>> begin

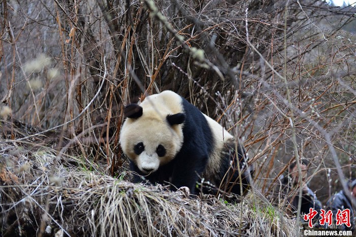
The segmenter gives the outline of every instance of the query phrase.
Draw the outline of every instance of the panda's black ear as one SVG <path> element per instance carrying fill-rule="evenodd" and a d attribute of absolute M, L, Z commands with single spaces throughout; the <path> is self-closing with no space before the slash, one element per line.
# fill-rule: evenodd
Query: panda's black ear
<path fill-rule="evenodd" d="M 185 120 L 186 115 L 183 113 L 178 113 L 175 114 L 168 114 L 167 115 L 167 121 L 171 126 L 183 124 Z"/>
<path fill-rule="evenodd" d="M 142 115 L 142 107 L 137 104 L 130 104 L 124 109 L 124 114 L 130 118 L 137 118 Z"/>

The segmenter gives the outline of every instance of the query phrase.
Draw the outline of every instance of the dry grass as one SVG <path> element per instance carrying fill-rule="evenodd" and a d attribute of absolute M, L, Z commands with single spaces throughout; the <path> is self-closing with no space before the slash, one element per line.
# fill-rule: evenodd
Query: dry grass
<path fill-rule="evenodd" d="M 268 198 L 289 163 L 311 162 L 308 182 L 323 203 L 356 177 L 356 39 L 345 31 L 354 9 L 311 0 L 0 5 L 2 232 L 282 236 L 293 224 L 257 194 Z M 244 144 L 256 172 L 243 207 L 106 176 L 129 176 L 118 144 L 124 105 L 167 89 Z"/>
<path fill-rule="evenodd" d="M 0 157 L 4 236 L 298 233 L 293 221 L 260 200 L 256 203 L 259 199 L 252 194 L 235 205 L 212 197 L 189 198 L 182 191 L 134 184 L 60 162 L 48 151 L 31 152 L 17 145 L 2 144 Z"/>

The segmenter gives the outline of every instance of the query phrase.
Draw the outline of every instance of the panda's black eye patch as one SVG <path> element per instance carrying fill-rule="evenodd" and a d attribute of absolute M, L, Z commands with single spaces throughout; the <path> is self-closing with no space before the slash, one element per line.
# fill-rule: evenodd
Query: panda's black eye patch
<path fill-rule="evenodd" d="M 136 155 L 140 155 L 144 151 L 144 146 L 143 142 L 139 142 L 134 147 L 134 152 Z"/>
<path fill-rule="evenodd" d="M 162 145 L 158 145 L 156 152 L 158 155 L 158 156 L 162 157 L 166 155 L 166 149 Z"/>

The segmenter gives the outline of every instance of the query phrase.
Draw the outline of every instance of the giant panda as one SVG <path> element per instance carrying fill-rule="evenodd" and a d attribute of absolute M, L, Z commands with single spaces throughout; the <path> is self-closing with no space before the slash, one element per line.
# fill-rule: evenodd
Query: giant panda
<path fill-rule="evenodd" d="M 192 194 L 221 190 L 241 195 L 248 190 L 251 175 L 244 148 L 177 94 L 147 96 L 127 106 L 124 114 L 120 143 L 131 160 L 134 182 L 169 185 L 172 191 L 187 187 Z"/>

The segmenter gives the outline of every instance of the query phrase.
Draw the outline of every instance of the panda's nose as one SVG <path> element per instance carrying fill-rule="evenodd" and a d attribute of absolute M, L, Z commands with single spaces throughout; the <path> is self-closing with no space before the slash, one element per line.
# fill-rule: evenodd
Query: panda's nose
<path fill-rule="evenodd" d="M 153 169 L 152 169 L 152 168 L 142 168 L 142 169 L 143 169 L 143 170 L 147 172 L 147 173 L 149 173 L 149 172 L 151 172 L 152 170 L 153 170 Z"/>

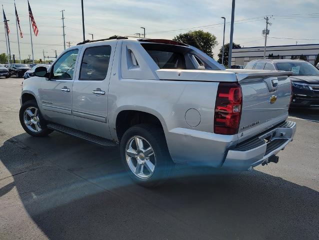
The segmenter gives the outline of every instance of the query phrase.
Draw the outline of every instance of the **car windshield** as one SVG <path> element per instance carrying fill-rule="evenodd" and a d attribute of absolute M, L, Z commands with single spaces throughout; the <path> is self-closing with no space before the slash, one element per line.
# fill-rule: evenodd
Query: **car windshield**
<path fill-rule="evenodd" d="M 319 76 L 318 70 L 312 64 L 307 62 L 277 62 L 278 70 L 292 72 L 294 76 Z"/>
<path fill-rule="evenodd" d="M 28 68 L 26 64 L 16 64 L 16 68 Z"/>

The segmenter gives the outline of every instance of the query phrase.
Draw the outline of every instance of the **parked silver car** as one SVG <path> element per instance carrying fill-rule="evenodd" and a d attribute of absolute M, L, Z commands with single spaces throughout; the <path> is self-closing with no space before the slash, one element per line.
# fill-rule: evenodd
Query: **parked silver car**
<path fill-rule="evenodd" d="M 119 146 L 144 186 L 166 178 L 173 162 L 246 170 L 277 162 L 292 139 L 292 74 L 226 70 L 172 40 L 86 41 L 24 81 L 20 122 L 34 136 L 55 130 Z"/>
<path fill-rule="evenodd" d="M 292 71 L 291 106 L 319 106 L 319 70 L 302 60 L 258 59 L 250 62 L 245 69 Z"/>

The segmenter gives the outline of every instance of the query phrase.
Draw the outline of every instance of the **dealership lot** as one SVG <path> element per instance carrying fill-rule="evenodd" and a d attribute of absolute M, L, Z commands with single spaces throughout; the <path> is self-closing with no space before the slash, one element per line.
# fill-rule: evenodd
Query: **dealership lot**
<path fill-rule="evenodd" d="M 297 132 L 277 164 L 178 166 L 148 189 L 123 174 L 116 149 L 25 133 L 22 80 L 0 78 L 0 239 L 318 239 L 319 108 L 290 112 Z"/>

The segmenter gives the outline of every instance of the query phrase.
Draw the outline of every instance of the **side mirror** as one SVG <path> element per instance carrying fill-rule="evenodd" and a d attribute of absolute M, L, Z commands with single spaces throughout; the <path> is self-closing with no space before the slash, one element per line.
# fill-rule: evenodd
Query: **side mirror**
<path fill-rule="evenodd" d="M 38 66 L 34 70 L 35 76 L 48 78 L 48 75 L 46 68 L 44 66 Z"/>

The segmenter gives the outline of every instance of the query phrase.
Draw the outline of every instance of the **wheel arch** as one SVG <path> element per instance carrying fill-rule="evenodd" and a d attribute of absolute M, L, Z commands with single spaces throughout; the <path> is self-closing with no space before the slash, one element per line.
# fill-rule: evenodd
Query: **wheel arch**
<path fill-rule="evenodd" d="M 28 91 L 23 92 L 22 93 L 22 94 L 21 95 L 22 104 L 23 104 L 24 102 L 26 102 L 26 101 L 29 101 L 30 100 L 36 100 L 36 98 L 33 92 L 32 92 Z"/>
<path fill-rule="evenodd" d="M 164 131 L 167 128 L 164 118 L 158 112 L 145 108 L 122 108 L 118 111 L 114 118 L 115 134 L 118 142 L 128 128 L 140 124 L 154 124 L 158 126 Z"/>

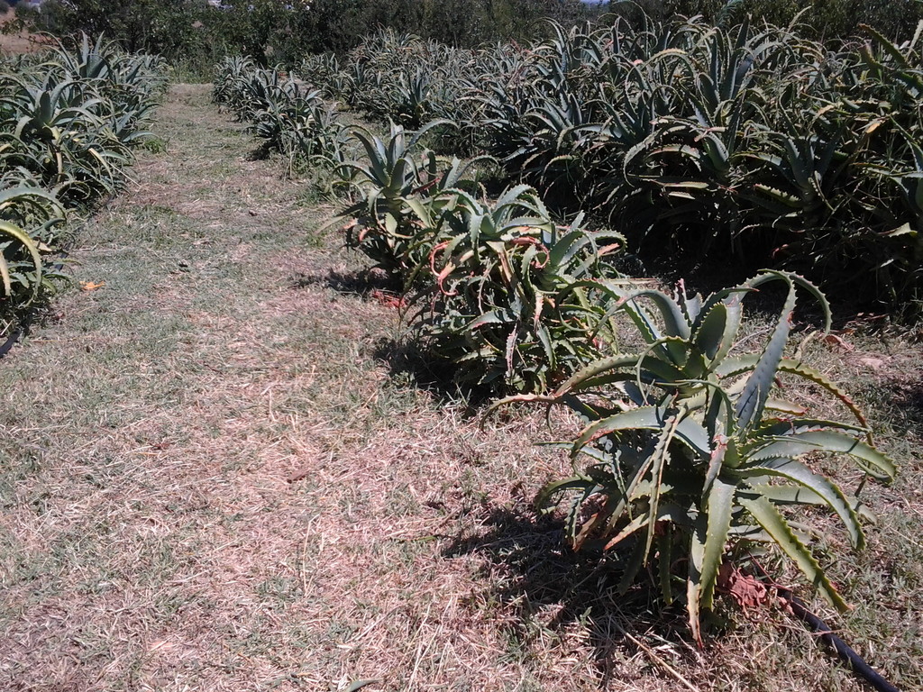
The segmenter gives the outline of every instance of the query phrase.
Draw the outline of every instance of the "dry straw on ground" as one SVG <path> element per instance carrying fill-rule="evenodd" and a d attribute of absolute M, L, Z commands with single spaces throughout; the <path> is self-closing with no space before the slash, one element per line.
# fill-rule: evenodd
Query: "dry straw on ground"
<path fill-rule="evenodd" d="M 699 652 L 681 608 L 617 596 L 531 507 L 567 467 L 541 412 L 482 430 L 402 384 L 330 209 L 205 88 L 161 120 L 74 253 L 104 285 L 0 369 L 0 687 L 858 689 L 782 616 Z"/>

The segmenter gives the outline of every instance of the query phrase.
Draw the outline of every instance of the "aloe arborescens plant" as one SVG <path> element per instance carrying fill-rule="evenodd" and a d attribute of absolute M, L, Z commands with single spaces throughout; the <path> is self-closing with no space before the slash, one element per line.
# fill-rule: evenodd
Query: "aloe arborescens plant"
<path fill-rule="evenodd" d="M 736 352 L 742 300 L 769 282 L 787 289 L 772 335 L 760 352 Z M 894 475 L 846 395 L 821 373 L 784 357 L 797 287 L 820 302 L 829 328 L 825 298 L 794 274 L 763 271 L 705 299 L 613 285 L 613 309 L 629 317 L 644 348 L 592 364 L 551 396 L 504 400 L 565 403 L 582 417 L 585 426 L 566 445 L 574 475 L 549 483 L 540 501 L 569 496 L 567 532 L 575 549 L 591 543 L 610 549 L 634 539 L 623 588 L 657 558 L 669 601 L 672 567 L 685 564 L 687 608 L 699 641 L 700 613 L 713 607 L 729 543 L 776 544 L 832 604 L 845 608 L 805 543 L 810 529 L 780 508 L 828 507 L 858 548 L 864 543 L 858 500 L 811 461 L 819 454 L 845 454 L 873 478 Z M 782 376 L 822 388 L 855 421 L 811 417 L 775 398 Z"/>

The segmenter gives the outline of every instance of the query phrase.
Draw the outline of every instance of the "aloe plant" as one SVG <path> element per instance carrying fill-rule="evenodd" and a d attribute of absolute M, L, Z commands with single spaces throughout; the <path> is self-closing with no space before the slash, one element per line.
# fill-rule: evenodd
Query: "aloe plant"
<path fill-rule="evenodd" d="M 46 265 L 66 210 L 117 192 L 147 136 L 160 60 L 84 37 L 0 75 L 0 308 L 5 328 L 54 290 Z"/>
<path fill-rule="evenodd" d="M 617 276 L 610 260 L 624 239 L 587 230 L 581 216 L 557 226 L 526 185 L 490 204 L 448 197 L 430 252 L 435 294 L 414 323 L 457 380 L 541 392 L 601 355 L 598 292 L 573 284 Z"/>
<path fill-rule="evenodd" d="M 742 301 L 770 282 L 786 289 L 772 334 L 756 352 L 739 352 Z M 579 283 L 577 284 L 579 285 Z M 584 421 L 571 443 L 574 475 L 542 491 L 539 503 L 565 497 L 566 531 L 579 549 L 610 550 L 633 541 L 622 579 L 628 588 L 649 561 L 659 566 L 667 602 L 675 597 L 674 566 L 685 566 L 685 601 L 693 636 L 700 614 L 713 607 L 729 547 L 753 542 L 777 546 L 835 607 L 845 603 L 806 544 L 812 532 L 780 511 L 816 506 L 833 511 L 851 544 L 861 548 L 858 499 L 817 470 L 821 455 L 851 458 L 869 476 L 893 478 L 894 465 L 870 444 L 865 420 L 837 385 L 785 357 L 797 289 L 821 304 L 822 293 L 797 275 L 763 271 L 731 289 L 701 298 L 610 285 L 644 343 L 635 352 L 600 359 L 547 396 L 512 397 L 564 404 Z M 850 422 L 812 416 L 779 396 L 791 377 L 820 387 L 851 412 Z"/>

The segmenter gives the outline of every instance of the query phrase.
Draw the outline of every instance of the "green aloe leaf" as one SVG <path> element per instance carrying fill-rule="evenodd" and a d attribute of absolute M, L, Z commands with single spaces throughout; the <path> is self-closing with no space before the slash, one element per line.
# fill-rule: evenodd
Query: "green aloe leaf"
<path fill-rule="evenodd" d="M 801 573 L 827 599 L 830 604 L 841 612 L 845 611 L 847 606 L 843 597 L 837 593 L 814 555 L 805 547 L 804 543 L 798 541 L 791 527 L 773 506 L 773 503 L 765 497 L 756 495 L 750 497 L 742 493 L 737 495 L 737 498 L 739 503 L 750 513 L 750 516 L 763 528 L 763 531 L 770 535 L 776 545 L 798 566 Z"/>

>> end

◆ Written task: Print the part of the listing that opens at its very start and closes with the line containing "Query: panda's black ear", reproducing each line exactly and leaving the pictures out.

◆ Result:
The segmenter gives the outline of every instance of the query phrase.
Draw the outline of every instance of the panda's black ear as one SVG <path> element per instance carrying fill-rule="evenodd" and a d attribute of absolute M, L, Z commands with single spaces throughout; the <path> is self-closing with no space before the slash, one element per line.
# fill-rule: evenodd
Query: panda's black ear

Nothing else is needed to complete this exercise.